» Try it
Every record must be copied exactly.

» Extracted records
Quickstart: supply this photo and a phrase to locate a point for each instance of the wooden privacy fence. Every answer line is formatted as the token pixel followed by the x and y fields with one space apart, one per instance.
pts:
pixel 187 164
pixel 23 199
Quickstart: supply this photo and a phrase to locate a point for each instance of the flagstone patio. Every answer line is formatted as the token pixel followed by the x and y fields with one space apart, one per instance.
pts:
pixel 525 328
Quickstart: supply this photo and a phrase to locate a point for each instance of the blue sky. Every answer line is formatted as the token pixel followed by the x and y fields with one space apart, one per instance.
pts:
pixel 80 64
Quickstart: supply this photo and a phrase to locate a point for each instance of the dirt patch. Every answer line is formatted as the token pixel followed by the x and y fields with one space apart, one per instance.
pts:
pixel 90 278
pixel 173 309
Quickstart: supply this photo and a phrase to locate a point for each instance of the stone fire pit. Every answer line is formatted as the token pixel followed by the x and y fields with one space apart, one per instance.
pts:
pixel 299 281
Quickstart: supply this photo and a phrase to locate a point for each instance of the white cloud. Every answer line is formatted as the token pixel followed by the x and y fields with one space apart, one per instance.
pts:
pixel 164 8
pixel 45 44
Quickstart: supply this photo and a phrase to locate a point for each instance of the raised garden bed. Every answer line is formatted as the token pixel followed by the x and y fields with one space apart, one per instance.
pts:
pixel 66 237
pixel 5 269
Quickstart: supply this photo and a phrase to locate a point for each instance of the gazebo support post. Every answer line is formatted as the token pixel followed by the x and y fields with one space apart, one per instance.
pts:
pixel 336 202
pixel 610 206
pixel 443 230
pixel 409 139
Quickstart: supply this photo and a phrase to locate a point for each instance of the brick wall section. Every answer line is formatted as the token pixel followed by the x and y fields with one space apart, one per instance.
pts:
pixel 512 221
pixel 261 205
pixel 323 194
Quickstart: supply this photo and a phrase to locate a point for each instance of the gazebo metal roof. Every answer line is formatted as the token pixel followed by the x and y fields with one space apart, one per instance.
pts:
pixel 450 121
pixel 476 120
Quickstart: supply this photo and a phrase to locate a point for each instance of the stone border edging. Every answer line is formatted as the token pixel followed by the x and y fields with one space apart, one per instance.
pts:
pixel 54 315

» Exercise response
Quickstart: supply this photo and a phrase to locate a point for each instance of the wooden privacy fence. Every answer line is formatted as the token pixel followed by the x and y fields with one space apart, one per instance.
pts:
pixel 187 164
pixel 23 199
Quickstart: supply this photo and a phrase to locate a point for each instance of the flagstone patio. Every answer line is formatted as the token pixel followed by the x and y fields with one space apart, one per instance.
pts:
pixel 525 328
Quickstart: supply this photo and a phrase to locate a point for each instance of the blue sky. Every answer line is formatted as the token pixel followed by the x and y fields with one space apart, one per instance.
pts:
pixel 80 64
Quickstart: supply this photo and a phrase to locate a point for each instance of the dirt patch. Every answer line is formatted as the token pixel followed by the x and y fields with one space apart, one per instance.
pts:
pixel 90 278
pixel 173 309
Quickstart: supply this photo and a phrase to locate a point for each instance of the stone fire pit. Every answer line is formatted as the token pixel followed by the x and y fields with one space apart, one per instance.
pts:
pixel 299 281
Quickstart: supply this photo and a phrase to locate a point for each instance of the white cloud. Every answer line is formatted as the token pixel followed by the x and y fields with one space apart, one per instance.
pts:
pixel 164 8
pixel 45 44
Quickstart: supply this photo and a phrase to locate a point for each instance of the raised garden bed. Every answer line is formatted as the token pixel followed by the x and y fields with one space apart, one per instance.
pts:
pixel 66 237
pixel 5 269
Quickstart: supply this photo and a phrase to locate a point for each instance of the gazebo support post. Every answer line is formatted as the token pixel followed by the x and y fields with one space apart, one per instance.
pts:
pixel 336 202
pixel 610 206
pixel 443 230
pixel 409 139
Quickstart: supply this photo and a phrase to locate a point for each instance of the brick wall section. Every answer line is formatted as the token pixel followed by the x and y fields with one space apart, one per instance.
pts:
pixel 512 221
pixel 261 205
pixel 323 194
Quickstart: supply this photo and a phrase to locate a point for each instance of the gazebo metal roof. Every answer line is formatted as the token pixel followed by the x and y fields with one space apart, one per instance.
pts:
pixel 450 121
pixel 476 120
Quickstart: supply this photo and a phrase to locate a point for each instance of the stone border edging. Every answer line is formatted as the token pixel followed by the x and y fields with one space apart, one per instance.
pts:
pixel 54 315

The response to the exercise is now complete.